— Dataset records —
+ + + + +
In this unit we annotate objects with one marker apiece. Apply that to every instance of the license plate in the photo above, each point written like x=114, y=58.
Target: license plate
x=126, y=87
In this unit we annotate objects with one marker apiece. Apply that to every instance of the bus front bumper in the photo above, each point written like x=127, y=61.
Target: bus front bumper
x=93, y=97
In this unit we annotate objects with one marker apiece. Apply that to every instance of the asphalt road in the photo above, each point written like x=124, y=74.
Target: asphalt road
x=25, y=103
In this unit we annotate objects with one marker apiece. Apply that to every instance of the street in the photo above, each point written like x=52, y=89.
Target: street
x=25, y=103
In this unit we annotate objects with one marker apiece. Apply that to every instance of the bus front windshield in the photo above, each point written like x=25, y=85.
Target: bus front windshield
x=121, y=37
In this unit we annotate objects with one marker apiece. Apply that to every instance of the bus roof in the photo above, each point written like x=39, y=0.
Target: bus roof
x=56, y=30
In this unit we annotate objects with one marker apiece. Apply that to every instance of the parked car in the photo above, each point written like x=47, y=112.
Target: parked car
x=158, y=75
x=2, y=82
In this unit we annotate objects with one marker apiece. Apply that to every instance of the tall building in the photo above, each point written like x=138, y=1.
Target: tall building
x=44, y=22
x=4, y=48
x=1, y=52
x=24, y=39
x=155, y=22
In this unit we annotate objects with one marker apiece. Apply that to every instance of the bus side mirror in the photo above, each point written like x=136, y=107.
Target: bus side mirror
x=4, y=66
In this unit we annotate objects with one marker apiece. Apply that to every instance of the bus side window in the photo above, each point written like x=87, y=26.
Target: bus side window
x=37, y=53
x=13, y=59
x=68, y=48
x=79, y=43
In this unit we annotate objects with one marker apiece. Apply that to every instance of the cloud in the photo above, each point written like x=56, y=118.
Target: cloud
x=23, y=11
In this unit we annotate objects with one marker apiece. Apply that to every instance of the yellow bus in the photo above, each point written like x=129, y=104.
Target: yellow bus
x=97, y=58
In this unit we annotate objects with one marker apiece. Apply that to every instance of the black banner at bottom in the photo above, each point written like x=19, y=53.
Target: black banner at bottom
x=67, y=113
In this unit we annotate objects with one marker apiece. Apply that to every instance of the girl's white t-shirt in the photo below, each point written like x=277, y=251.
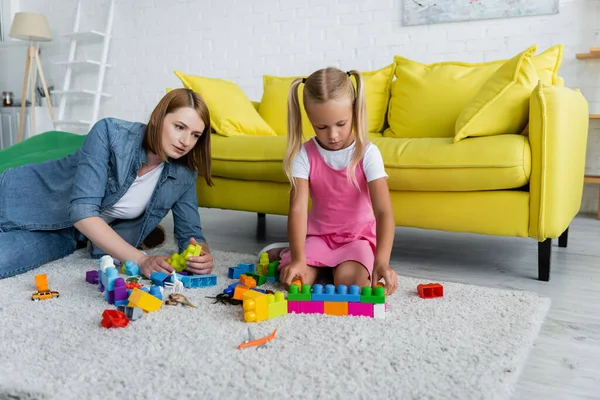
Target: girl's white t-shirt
x=135, y=201
x=340, y=159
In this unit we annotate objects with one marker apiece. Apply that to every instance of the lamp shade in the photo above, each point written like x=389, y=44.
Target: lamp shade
x=30, y=26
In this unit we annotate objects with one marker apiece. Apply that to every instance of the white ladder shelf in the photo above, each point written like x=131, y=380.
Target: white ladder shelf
x=73, y=64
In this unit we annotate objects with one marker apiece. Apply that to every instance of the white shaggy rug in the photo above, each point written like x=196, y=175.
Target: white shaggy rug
x=472, y=343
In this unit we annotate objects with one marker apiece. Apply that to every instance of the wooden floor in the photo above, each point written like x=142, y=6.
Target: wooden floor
x=565, y=362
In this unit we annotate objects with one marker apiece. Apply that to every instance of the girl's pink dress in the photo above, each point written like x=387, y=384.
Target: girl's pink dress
x=341, y=223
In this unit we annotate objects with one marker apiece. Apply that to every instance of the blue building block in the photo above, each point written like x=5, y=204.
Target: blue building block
x=235, y=272
x=159, y=278
x=342, y=294
x=131, y=268
x=199, y=281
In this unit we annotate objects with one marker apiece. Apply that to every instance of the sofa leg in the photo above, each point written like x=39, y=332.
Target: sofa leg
x=564, y=238
x=261, y=226
x=544, y=253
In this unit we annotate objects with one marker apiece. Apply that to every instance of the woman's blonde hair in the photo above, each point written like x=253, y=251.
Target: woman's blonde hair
x=199, y=157
x=320, y=87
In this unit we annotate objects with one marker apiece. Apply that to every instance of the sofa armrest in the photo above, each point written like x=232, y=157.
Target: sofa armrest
x=558, y=131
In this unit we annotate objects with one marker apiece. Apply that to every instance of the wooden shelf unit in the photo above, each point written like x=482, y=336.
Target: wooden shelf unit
x=594, y=53
x=592, y=179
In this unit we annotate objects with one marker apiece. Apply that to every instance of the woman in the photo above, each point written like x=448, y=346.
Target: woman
x=113, y=191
+ + + + +
— Exercise details —
Put all of the rows above into a numbered list, leaving out any blank lines. Do not include the pictures in your answer.

— Written answer —
1. In this unit we annotate objects with one marker apiece. Apply that to every instance of the license plate in the photo above, each point written like x=114, y=58.
2. Target: license plate
3. x=126, y=87
4. In this unit we annotate objects with one marker apiece. Apply that to every instance of the bus front bumper in the photo above, each point written like x=127, y=61.
5. Target: bus front bumper
6. x=93, y=97
7. In this unit we annotate objects with one marker apiece. Apply that to every instance of the asphalt road in the photo above, each point written like x=124, y=74.
8. Target: asphalt road
9. x=25, y=103
10. In this unit we annotate objects with one marker apiece. Apply that to every instance of the street in the photo above, each point written like x=52, y=89.
11. Target: street
12. x=25, y=103
13. In this unit we annotate objects with one marker apiece. Apply that to every instance of the bus front windshield in the photo above, each point written like x=25, y=85.
14. Target: bus front windshield
15. x=121, y=37
16. In this unit we annotate objects with one marker apiece. Apply that to every instance of the bus roof in the photo above, each point written like x=39, y=0.
17. Target: bus roof
18. x=56, y=30
19. In this unit we annotate objects with one marker apiece. Apply that to every instance of the parked car in the photo above, each point written like x=47, y=112.
20. Target: parked car
21. x=158, y=75
22. x=2, y=82
23. In this unit we annotate objects with one marker apiece. Apply that to every instance of the tall building in the photo above, each point written like x=138, y=1.
24. Target: tall building
25. x=44, y=22
26. x=4, y=48
27. x=1, y=52
28. x=24, y=39
29. x=155, y=22
30. In this unit we annotate objects with one marker apiece. Apply that to every instance of the bus side mirror in the photo above, each point written like x=136, y=107.
31. Target: bus side mirror
32. x=4, y=66
33. In this unit we annotate objects with one marker apiece. Apply that to every instance of the bus side window in the photo above, each point written like x=87, y=26.
34. Target: bus side window
35. x=37, y=53
36. x=13, y=59
37. x=68, y=48
38. x=79, y=43
39. In this unit we annotate objects with one marker apiece. Apply that to every instance of the cloud in the photo above, each point written like x=56, y=118.
40. Target: cloud
41. x=23, y=11
42. In this unit we annotate objects with one marker apiece. Apply that to every instance of the yellow bus in the photo above, each point written like x=129, y=104.
43. Target: yellow bus
44. x=97, y=58
45. In this unit we annotate objects with one marker apiece. Apply that to every instance of the black banner at bottom in the photo above, each point written like x=19, y=53.
46. Target: black banner at bottom
47. x=67, y=113
48. In this unit we annotate objects with one marker apiece. Apply that to every instance of the girl's white t-shirt in the photo below, each point written like x=277, y=251.
49. Target: girl's white t-shirt
50. x=135, y=201
51. x=340, y=159
52. In this unit we annotate objects with one marker apiece. Apply that to every instance of the lamp shade in the photo above, each point written like x=389, y=44.
53. Target: lamp shade
54. x=30, y=26
55. In this unit we annotate objects with one marker apiece. Apply that to every instance of the white ladder shelf in the photo above, each point written like x=131, y=380.
56. Target: white ladder shelf
57. x=73, y=64
58. In this unit we annotate objects with one marker apiece. Apply that to every instance of the white shaggy rug in the photo above, each point written like x=196, y=175.
59. Target: white shaggy rug
60. x=472, y=343
61. In this unit we annotate objects with one marker apiece. Apply that to every instance of the wooden floor in the photo above, each point written like x=142, y=6.
62. Target: wooden floor
63. x=565, y=362
64. In this unit we annotate objects with one marker apiece. Apply that to every instance of the girl's pink dress in the photo above, each point written like x=387, y=384.
65. Target: girl's pink dress
66. x=341, y=223
67. In this unit we annotate objects with one marker apiece. Apply that to every instance of the blue building block in the photo above, each point written like x=5, y=204.
68. Target: blue building block
69. x=235, y=272
70. x=159, y=278
71. x=342, y=294
72. x=131, y=268
73. x=199, y=281
74. In this unit we annotate objects with one marker apiece. Apply that to every instance of the sofa leg in the photo above, each point written like x=39, y=332.
75. Target: sofa leg
76. x=564, y=238
77. x=261, y=226
78. x=544, y=253
79. In this unit we annotate objects with one marker apiece. Apply that to every instance of the woman's blonde hair in the photo above, each point written like x=253, y=251.
80. Target: woman's blonde hair
81. x=199, y=157
82. x=320, y=87
83. In this unit we annotate objects with one marker apiece. Apply that to every instance of the sofa armrest in the photo above, each point written like x=232, y=157.
84. Target: sofa armrest
85. x=558, y=131
86. In this unit we annotate objects with one marker apiece. Apply that to every instance of the wooden shelf unit in the photo above, each point written like x=482, y=336.
87. Target: wooden shelf unit
88. x=594, y=53
89. x=592, y=179
90. In this unit we annotate objects with one marker apiece. Apply that to every instance of the woman in the photo above, each point written like x=448, y=346.
91. Target: woman
92. x=113, y=191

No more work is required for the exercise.